TASK INSTRUCTIONS:
Answer these questions using the blog post below.
(a) How many days a week did the original posting schedule plan for?
(b) In what month was the last post before this one written?
(c) Since when has the writer been a student at Mount Allison University?

━━━ TEXT SHOWN

On a Big Year of No Blog Posts

Hey everyone!

I say “everyone” as though anyone actually reads this blog, but my hope is that eventually people will. I started this blog a little over a year ago with big plans that never really came to fruition. I even wrote myself a posting schedule, and was going to write stuff three days a week. I’ve tried and failed with posting schedules on both blogs and YouTube channels in the past, and it’s never really worked out for me. But this is a new year, and I am making it a tangible goal for myself to write at least two posts a week. I just won’t make a specific theme or posting schedule – I’ll write whatever strikes my fancy.

So what have I been up to since my last post, which was in AUGUST of last year? Let me tell you.

I graduated from university.

I’ve been a student at Mount Allison University on the east coast of Canada since September of 2018. I chose this university for a few reasons. The first was that it has a close proximity to my hometown, and as a homebody at the beginning of my degree I wanted to be able to go home if I so yearned. More importantly, it has a respected reputation as an institution that challenges its students, and even though I knew that I would have an easier time at a school like the University of New Brunswick, I wanted to attend a post secondary institution that would prepare me for graduate school if I chose that path. Mount Allison was wonderful for both of those reasons.

━━━━━━
━━━ MATERIAL PROVIDED

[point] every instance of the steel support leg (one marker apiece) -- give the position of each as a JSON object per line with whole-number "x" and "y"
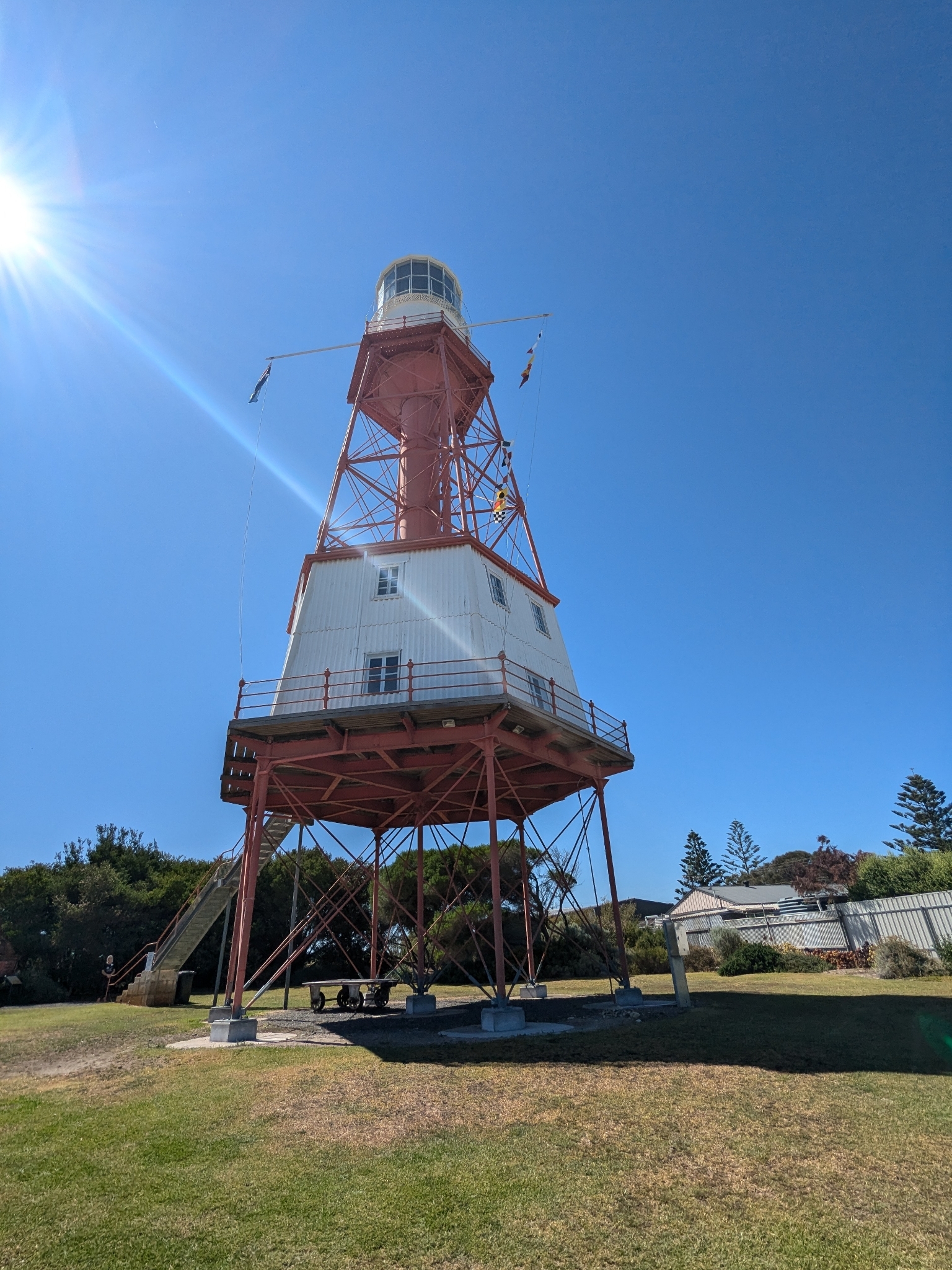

━━━━━━
━━━ MATERIAL PROVIDED

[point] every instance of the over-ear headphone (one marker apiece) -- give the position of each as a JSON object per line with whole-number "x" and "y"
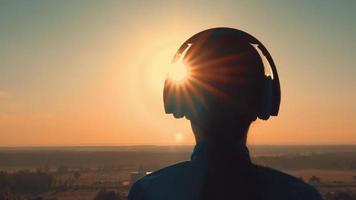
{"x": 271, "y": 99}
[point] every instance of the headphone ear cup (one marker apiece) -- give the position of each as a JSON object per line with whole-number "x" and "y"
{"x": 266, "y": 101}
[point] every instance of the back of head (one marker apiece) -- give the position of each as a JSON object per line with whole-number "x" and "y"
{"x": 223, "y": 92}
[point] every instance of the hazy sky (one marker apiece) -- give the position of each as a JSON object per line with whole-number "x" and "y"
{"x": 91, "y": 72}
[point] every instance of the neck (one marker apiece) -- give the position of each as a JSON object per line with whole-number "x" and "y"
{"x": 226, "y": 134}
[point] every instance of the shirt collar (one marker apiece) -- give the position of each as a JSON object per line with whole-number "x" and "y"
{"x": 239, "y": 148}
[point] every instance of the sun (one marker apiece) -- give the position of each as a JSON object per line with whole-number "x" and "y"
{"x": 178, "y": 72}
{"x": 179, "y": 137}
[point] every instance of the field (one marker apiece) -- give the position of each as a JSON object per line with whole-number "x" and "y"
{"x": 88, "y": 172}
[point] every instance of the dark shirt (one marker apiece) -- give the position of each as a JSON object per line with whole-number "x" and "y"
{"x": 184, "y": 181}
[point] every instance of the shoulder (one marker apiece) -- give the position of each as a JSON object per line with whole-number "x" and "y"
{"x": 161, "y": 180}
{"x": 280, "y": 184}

━━━━━━
━━━ MATERIAL PROVIDED

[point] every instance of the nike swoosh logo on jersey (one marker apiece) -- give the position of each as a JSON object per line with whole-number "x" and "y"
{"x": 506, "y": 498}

━━━━━━

SOLUTION BELOW:
(a) Three days a week.
(b) August of last year.
(c) September of 2018.